#### Artikel:
|
Inilah mangrove yang ditanam Aziil di batu karang. Kok bisa? Aziil punya cara. Foto: Wahyu Chandra |
Aziil Anwar berjalan agak cepat, melewati jalan setapak ditumbuhi
padang ilalang. Lelaki setengah baya itu sebelumnya menegaskan kami
harus segera tiba di lokasi. “Harus cepat tiba di lokasi sebelum air
pasang. Ini sudah agak siang. Kalau terlambat air bisa setinggi dada,”
katanya.
Kami tiba di rumah panggung kecil di tepi pantai, sekitar 50 meter
dari jalan raya. Dia menunjuk tujuan selanjutnya, sekitar 100 meter
lagi. Melewati rerimbunan mangrove yang tergenang air berlumpur.
Aziil, pendiri Yayasan Pemuda Mitra Masyarakat Desa (YPMMD) Majene,
sebuah lembaga pemberdayaan masyarakat dan perlindungan mangrove. Pagi
itu, Kamis (19/12/14), dia mengajak saya mengunjungi lokasi pembibitan
mangrove, di Desa Binanga, Kecamatan Sendana, Kabupaten Majene, Sulawesi
Barat.
Aziil antusias menunjukkan pembibitan sekitar 400.000 bibit dari sejumlah spesies.
Lokasi itu tepat di lahan dengan sekeliling tumbuh beragam mangrove.

#### Data Tercatat:
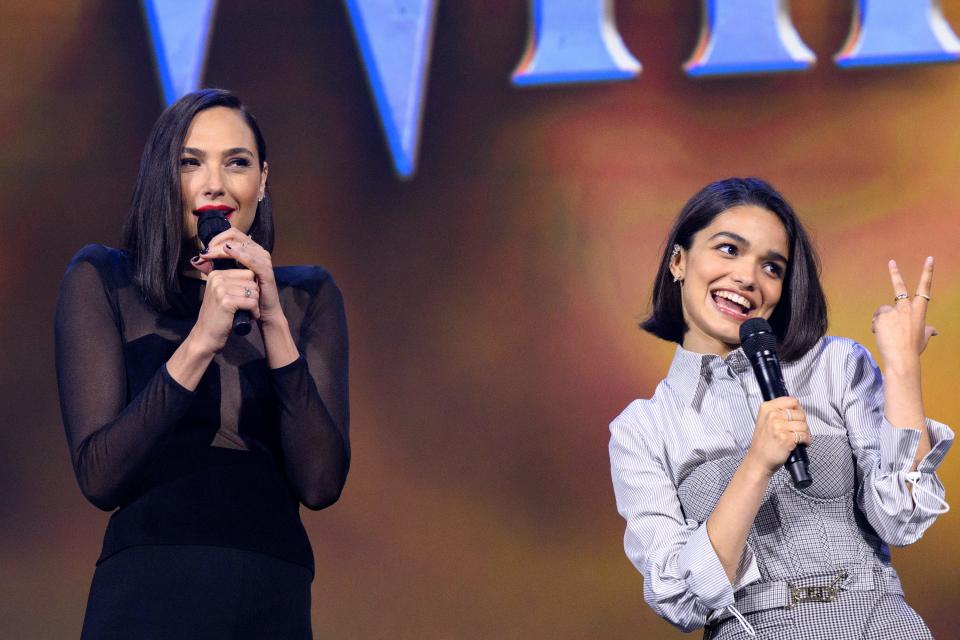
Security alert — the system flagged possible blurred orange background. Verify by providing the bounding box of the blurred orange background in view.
[0,0,960,639]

#### Daftar Tugas:
(1) Menurut artikel tentang pembibitan mangrove di Majene, berapa banyak bibit yang ditunjukkan Aziil di lokasi pembibitan?
(2) Teruskan artikel tentang pembibitan mangrove di Majene, dimulai setelah kalimat terakhirnya.

#### Hasil Latihan:
(1) Sekitar 400.000 bibit dari sejumlah spesies.

(2)
Luasnya, termasuk kawasan konservasi mangrove sekitar 40 hektar, meski
yang tercatat di BPH hanya 20 hektar.
Bibit-bibit yang disusun berpetak-petak rapi dalam polibag kecil ini diberi nama latin sesuai spesies, antara lain
Rhizophora stylosa, Cerios decandra, Bruguiera gymnorrhiza, Aigiceras corniculatum, Ceriops tagal, Rhizophora mucronata dan
Avicennia marina. Pelabelan baru dilakukan akhir-akhir ini, bantuan Yayasan Kehati.
“Kebetulan kemarin ada kerjasama dengan Kehati. Tak semua bisa dilabeli. Baru 500 papan bisa disiapkan.”
Seluruh bibit itu milik warga yang tergabung dalam Rimbawan Muda. Anggota 17 orang, adalah ibu rumah tangga.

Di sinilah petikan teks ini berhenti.